* What to produce:
Reproduce, with no edits, the line that contains "of the pink" and all the lines that follow it, ending with the last line of the records.

··· Data shown

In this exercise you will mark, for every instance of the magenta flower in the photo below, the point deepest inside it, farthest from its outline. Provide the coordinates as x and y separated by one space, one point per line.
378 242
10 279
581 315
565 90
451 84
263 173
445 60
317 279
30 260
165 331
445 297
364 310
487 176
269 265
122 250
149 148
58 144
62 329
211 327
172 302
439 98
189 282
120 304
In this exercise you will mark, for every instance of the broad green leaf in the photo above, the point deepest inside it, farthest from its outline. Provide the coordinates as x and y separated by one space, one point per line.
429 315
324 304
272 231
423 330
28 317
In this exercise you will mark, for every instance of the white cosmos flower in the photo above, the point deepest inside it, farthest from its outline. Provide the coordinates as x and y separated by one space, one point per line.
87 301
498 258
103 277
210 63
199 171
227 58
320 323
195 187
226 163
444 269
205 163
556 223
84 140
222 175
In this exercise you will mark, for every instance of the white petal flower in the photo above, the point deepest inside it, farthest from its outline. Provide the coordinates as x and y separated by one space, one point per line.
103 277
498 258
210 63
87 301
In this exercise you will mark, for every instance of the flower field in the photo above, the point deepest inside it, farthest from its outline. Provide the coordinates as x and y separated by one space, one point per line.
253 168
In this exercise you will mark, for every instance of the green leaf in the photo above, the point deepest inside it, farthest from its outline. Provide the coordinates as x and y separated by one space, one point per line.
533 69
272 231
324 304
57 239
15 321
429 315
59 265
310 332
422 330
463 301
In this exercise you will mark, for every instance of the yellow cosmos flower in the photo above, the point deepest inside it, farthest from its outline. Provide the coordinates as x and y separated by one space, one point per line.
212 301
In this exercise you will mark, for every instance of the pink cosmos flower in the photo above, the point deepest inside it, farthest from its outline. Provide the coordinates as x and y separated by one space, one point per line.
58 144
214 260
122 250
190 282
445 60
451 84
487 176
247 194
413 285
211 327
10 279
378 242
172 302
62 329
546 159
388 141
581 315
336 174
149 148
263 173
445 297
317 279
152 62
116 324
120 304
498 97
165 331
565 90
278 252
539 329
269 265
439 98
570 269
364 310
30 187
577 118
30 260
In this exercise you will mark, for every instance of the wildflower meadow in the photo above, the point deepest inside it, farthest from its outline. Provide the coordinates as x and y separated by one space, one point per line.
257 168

······

* Exercise response:
In this exercise you will mark, for every instance of the pink cosmos flower in the photo above, the point deepest inside it, farthest from its outline. Provide the coordinates as x and y separated by one space, one point per line.
58 144
214 260
122 250
190 282
445 60
451 84
487 176
247 194
413 285
211 327
10 279
378 242
172 302
62 329
546 159
388 141
581 315
336 174
149 148
263 173
445 297
317 279
152 62
116 324
120 304
498 97
165 331
565 90
278 252
539 329
269 265
439 98
570 269
364 310
30 187
577 118
30 260
In this exercise you will mark, for every instance of the wildflower meadow in the photo above, the point deepest inside it, farthest from its outline. Provide the coordinates as x and y separated by one space, one point per line.
257 168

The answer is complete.